| Set task |
Omit all pictures. Quote the lines from the one with "of the wall" through the end of the listing below, exactly as they appear.

(Named object pointing entries)
========================================================================

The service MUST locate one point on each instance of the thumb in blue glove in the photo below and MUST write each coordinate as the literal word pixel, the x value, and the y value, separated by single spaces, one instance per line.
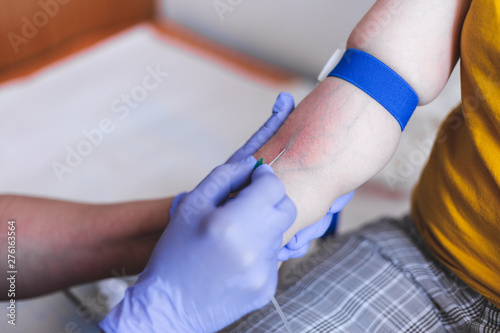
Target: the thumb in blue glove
pixel 283 106
pixel 214 263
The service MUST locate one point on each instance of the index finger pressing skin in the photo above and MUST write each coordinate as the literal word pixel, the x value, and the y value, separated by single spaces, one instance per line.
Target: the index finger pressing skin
pixel 265 189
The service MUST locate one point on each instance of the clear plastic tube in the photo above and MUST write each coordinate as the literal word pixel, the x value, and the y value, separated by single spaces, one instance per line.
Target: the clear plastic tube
pixel 282 315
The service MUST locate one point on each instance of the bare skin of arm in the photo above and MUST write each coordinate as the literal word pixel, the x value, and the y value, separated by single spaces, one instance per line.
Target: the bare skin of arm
pixel 336 139
pixel 60 244
pixel 339 137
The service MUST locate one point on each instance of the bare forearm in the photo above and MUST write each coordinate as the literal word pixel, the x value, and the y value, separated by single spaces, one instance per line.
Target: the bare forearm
pixel 61 243
pixel 339 137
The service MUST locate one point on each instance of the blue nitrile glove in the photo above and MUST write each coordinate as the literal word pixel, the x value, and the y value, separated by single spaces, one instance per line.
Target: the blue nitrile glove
pixel 212 265
pixel 283 106
pixel 299 244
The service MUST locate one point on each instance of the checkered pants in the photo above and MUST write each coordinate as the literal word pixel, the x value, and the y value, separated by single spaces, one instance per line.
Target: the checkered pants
pixel 379 279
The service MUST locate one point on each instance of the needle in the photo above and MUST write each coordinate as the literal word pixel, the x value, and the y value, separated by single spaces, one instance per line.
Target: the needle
pixel 278 156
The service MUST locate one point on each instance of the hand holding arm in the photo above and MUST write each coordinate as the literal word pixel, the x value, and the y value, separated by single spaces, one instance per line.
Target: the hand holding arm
pixel 214 263
pixel 339 137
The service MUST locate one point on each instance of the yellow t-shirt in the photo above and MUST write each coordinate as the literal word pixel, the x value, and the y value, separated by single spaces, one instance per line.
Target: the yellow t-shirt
pixel 456 204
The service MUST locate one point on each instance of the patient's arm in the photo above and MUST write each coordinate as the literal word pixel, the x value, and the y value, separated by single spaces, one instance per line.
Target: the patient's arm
pixel 339 137
pixel 60 243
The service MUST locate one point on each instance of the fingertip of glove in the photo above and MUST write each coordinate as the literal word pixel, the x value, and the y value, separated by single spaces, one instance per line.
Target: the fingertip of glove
pixel 284 103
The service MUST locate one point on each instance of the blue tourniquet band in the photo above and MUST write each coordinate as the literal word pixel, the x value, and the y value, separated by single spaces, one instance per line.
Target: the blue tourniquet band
pixel 380 82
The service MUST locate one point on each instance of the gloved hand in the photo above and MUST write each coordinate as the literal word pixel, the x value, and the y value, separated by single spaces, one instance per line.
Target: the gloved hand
pixel 213 264
pixel 300 243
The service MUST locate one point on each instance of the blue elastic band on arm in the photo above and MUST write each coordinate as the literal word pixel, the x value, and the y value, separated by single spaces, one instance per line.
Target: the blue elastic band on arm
pixel 380 82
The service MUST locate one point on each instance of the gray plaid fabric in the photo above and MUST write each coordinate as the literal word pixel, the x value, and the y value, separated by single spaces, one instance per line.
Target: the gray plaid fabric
pixel 379 279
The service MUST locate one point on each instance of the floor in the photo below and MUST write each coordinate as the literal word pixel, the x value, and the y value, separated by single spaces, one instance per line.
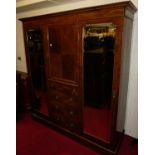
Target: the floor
pixel 33 138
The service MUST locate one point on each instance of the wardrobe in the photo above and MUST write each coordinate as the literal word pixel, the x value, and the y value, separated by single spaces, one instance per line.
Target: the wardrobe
pixel 78 63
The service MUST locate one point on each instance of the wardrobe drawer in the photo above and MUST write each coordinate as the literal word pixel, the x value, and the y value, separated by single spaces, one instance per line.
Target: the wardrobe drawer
pixel 66 89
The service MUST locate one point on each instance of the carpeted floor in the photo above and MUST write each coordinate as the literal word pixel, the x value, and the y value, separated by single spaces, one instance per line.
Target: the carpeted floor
pixel 33 138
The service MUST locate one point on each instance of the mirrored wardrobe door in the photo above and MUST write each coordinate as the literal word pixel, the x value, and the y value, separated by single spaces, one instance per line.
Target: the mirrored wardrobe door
pixel 98 59
pixel 37 70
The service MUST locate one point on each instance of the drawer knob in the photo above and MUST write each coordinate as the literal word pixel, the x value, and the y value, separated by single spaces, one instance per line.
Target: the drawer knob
pixel 74 92
pixel 56 107
pixel 56 97
pixel 52 85
pixel 71 125
pixel 70 99
pixel 71 112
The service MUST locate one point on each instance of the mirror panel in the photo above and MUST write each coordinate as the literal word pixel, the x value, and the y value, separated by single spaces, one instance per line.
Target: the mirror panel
pixel 37 69
pixel 98 74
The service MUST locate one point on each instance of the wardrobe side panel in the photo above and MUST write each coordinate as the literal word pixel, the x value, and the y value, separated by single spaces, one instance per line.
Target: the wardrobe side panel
pixel 124 77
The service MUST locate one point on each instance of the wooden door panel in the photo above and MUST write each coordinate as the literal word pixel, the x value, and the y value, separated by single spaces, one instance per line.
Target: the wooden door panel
pixel 63 52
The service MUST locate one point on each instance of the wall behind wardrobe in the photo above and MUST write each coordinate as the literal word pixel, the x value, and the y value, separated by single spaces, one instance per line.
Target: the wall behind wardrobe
pixel 131 121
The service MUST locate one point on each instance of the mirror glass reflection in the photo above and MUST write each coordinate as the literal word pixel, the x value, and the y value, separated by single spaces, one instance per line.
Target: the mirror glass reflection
pixel 98 74
pixel 37 69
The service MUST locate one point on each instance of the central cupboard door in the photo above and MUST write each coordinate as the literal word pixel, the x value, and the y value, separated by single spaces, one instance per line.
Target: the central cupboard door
pixel 63 46
pixel 65 108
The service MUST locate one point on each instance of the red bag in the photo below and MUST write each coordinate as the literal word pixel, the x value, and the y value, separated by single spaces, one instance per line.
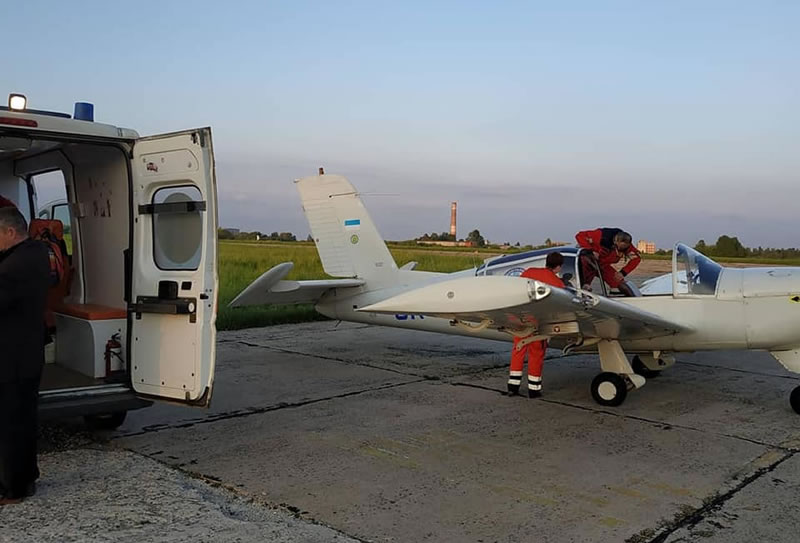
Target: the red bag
pixel 51 232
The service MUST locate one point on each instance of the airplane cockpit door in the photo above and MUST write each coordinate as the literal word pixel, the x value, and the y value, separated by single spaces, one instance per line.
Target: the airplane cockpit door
pixel 173 267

========================================================================

| Result for this task |
The service MUST locate one point on each instance of the wall behind wardrobe in the photo above and MUST write each coordinate as the literal word pixel, the x value, and the y value, separated by single spaces, one instance per line.
Target: the wall behind wardrobe
pixel 131 121
The service MUST locate one point on each instance of the mirror glass reflection in the photo above and MUST write each coordinate as the literal word pixel, the x value, and the y value, separated by single spaces, one instance per line.
Target: the mirror glass reflection
pixel 98 74
pixel 37 69
The service MUST locate one point on each instance of the central cupboard door in the photo above and MUST write each coordinate as the literal word pixel, the x value, and the y value, separated by single spaces, one instance per line.
Target: the central cupboard door
pixel 63 46
pixel 65 108
The service MUST locate one point on each instance of the red bag in the photo below and MUST write each coordinate as the literal word pixel, the x value, and the y value, separated by single spaces, one instance per line.
Target: the red bag
pixel 51 232
The service MUST locate one point on each instance of the airplane cockpit door in the photo above and MUST write each coordinate as the literal word pixel, the x value, and the y value, separated by single spaces, one instance per line.
Target: the airplane cockpit door
pixel 173 267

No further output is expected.